Directive:
Please revise the lines below so that "turning-movement record" becomes "traffic count sheet" everywhere it appears, leaving all other text unchanged.
::::::::::
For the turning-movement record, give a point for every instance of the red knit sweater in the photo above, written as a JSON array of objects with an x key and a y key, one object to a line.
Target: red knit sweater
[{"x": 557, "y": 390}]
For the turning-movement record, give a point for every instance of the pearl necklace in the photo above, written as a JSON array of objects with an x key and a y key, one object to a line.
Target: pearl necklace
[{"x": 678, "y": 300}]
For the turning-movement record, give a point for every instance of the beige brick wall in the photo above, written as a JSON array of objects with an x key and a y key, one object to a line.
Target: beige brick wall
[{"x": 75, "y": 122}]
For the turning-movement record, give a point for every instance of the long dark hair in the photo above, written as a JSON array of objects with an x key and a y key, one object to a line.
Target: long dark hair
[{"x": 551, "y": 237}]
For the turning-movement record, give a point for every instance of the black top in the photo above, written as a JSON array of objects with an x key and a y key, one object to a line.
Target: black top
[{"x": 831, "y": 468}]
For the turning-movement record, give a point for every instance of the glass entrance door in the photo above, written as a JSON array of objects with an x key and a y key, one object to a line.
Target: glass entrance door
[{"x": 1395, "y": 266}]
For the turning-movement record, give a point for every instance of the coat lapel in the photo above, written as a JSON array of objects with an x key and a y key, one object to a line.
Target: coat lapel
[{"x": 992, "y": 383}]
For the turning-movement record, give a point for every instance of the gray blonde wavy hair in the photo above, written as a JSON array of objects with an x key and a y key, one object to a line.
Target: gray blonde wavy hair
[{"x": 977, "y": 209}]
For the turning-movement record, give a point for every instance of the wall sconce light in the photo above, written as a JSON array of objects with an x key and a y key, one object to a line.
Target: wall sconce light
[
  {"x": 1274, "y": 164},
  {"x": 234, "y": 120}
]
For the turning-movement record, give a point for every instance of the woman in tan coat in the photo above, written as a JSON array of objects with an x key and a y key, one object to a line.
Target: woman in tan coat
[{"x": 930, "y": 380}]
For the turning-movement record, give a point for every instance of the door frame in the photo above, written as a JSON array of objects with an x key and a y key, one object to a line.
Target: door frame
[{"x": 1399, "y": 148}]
::::::::::
Task output:
For the traffic count sheet, give a point for every instance of the red knit sweater in the photo above, written as a JSON array of objects with an x key and a y key, one object to a line.
Target: red knit sweater
[{"x": 557, "y": 390}]
For the traffic count sheet, give a point for every instance of the pearl necklace in the photo above, written as a JSON array of objects with an x key and a y key, one object to a line.
Target: pearl necklace
[{"x": 678, "y": 300}]
For the traffic count sheet, give a point for every instance of the beige brick wall in the photo above, written as a JSON array of objects with an x key and a y key, one object to a line.
Target: beige brick wall
[{"x": 75, "y": 122}]
For the traffic count sheet, give a point for every instance of the long dark hair in the photo above, written as a JSON array of objects with an x key and a y key, one object to a line.
Target: long dark hair
[{"x": 551, "y": 237}]
For the traffic count sheet, give a point for every instance of the black top in the photo above, written as a JSON array of objects with an x key and a y key, one object to a line.
Target: black top
[{"x": 831, "y": 468}]
For the traffic count sheet, give a point for every instance of the glass entrance door in the photo above, written as a JSON array of objects with an x key and a y key, one object to a line.
Target: glass entrance door
[{"x": 1395, "y": 266}]
For the traffic count sheet, give a point for every instance of the coat lapel in the photo above, written as a JSON array of objects with an x key and a y key, one object to a line.
Target: coat lapel
[{"x": 992, "y": 383}]
For the traffic count sheet, give a point for every instance of the gray blonde wavy hair in the photo above, written as a JSON array of objects with an x key and a y key, one object to a line.
Target: gray blonde wavy hair
[{"x": 977, "y": 209}]
For the traffic count sheet, give a point for every instance of the wall sconce light in the photo above, written as a JSON array of objects with an x key and a y key, one object to a line.
Target: wall sconce light
[
  {"x": 1274, "y": 164},
  {"x": 234, "y": 120}
]
For the traffic count sheet, give a point for every instance of the woman in tan coat in the photo above, written as a JSON array of objects with an x key and a y key, one object to a line.
Target: woman in tan coat
[{"x": 930, "y": 380}]
For the traffic count sheet, give a point for every instance of the door frame in the photo above, written as a JSON array of objects with an x key and a y key, one object to a line.
Target: door frame
[{"x": 1399, "y": 148}]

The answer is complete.